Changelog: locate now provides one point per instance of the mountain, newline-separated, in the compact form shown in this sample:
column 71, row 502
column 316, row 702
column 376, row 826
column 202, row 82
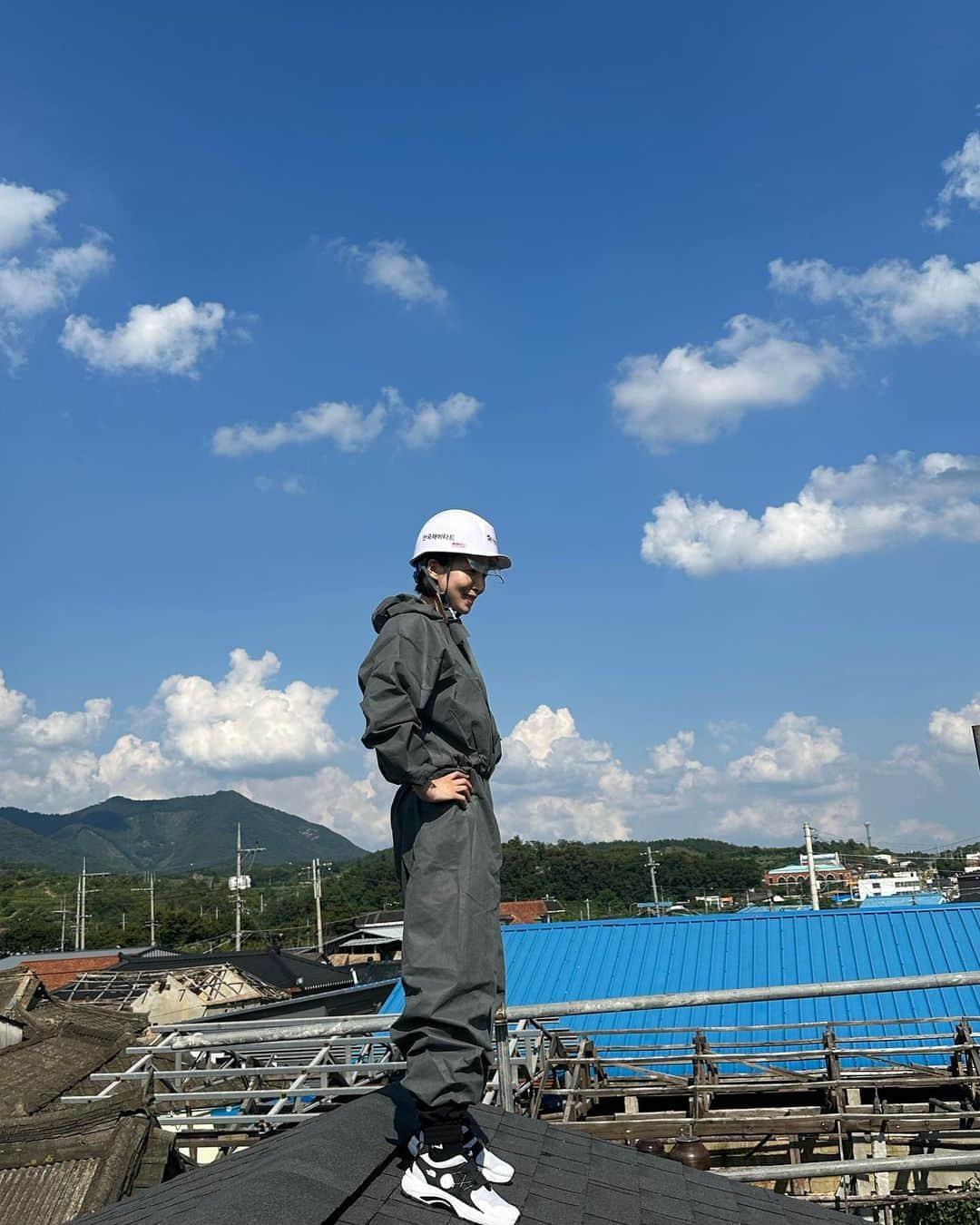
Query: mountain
column 165, row 836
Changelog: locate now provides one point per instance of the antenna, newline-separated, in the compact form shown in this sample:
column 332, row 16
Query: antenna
column 152, row 924
column 64, row 912
column 80, row 904
column 240, row 881
column 652, row 867
column 811, row 867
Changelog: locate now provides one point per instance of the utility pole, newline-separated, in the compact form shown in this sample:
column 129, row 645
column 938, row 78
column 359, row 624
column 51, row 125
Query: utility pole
column 811, row 867
column 652, row 867
column 150, row 889
column 64, row 913
column 79, row 910
column 81, row 904
column 240, row 882
column 318, row 897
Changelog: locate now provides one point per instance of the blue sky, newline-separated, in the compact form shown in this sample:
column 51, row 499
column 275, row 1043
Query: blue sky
column 541, row 222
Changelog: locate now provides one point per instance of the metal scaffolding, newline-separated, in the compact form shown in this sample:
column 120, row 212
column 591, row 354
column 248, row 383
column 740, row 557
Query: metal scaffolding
column 853, row 1110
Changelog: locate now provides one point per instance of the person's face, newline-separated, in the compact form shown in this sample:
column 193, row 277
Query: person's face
column 459, row 584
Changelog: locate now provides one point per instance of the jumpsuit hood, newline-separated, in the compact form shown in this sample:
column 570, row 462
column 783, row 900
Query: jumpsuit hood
column 397, row 605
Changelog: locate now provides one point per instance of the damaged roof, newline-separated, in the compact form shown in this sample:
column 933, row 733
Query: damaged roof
column 276, row 966
column 345, row 1169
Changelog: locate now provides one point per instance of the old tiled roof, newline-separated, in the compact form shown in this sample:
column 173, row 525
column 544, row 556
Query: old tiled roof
column 55, row 974
column 74, row 1161
column 522, row 912
column 345, row 1169
column 62, row 1045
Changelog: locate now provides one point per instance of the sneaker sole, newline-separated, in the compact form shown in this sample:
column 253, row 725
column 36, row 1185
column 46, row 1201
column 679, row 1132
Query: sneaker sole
column 420, row 1191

-- -- --

### EXERCISE
Return all the data exactly, and keep the pictures out.

### EXERCISE OUTPUT
Changelog: locate now provides one point per instance of the mountain, newline-separated, in the compact form shown in this sample:
column 71, row 502
column 316, row 702
column 376, row 826
column 202, row 82
Query: mountain
column 165, row 836
Changelog: locate now provides one point per instance of the antenna, newline-separated, in the compact form shown in this sample:
column 332, row 16
Query: antenna
column 152, row 924
column 64, row 912
column 80, row 904
column 240, row 881
column 652, row 867
column 811, row 867
Changelog: locate now provides one point per instance of the utility pole, newline-separated, in the compact form shown in this sample:
column 129, row 645
column 938, row 78
column 359, row 624
column 51, row 125
Query: utility pole
column 811, row 867
column 652, row 867
column 150, row 889
column 64, row 913
column 79, row 910
column 81, row 904
column 240, row 882
column 318, row 897
Changelog: locate now provides one point per instance of the blue sky, newline-separated, in the compact form shown in this sample:
column 51, row 499
column 275, row 1043
Query: blue sky
column 541, row 222
Changelog: locate now provides one point per instance of the metal scaffolding, newline-separated, in the compact form shown in this sample:
column 120, row 212
column 591, row 354
column 248, row 383
column 740, row 557
Query: metal scaffolding
column 853, row 1110
Changelog: locate now provides one point per instance of the person's face, newline-separated, in the compact form shown in this sample:
column 193, row 277
Query: person's face
column 459, row 584
Changelog: locate now provides one point per instance of the jumpsuit hood, newline-separated, in the compact form shown in this sample:
column 570, row 462
column 783, row 900
Query: jumpsuit hood
column 397, row 605
Changelog: locate now provides one point per instance of the damaged roof, newline-separated, in the compact form shown in this sample:
column 933, row 733
Query: damaged roof
column 276, row 966
column 345, row 1169
Changelog: locate now provides one point per instance of the old tiled roof, newline-separated, in the compact form shown in this sample:
column 173, row 525
column 544, row 556
Query: old tiled roof
column 55, row 974
column 74, row 1161
column 522, row 912
column 345, row 1169
column 62, row 1045
Changelog: locate now provides one point per instance of the sneaker sole, newline-separated, in the compact form shown in this sample:
column 253, row 725
column 36, row 1185
column 46, row 1201
column 679, row 1132
Query: sneaker sole
column 420, row 1191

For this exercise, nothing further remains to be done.